• [Goal]:
Please rewrite the material starting with the line containing "the white icing" and going on through the end, swapping "icing dots" for "sugar dots" and changing nothing else. Give only those lines.

• [Task data]:
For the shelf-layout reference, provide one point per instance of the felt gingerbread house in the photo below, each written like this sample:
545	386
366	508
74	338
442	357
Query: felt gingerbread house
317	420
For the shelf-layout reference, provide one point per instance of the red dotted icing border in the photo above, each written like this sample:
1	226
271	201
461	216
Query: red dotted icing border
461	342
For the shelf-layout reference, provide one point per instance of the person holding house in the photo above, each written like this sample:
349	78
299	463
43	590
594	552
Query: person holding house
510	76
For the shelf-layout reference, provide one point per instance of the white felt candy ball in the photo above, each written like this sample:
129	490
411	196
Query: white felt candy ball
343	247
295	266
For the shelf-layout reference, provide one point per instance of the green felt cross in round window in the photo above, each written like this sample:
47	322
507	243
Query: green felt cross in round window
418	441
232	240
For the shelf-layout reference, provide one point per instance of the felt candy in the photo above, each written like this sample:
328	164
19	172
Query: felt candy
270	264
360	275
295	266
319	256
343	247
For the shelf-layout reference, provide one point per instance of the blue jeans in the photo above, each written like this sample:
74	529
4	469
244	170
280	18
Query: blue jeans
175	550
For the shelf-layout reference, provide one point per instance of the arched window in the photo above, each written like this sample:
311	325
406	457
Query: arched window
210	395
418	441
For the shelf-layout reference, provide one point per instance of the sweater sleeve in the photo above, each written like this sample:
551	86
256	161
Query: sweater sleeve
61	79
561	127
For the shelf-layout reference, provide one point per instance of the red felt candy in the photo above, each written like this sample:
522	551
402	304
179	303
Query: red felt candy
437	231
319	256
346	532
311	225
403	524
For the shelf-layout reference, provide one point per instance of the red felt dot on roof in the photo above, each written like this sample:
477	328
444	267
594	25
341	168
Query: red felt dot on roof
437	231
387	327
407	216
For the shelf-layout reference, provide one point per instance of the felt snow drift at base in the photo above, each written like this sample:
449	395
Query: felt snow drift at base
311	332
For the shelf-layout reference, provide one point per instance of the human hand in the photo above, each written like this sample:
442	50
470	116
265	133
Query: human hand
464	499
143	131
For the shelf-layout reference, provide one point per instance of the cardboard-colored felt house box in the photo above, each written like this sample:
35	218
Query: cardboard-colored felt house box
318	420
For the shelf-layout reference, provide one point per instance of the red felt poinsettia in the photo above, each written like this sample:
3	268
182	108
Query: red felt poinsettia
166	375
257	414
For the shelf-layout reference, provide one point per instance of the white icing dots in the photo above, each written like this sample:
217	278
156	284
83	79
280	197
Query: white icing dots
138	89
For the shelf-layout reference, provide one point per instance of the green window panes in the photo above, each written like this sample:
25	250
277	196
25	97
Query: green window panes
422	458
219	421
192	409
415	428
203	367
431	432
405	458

• [Result for this exercise]:
For the shelf-layout reference, provide one point per instance of the white sugar dots in the photo above, each written like this sample:
217	278
156	284
83	79
280	197
Query: white sugar dots
138	89
For the shelf-layout reference, provide one point per instance of the green window panes in the photo above, each written like this sample:
25	250
277	196
25	97
Query: green window panes
422	458
219	421
192	409
415	428
203	367
431	432
405	458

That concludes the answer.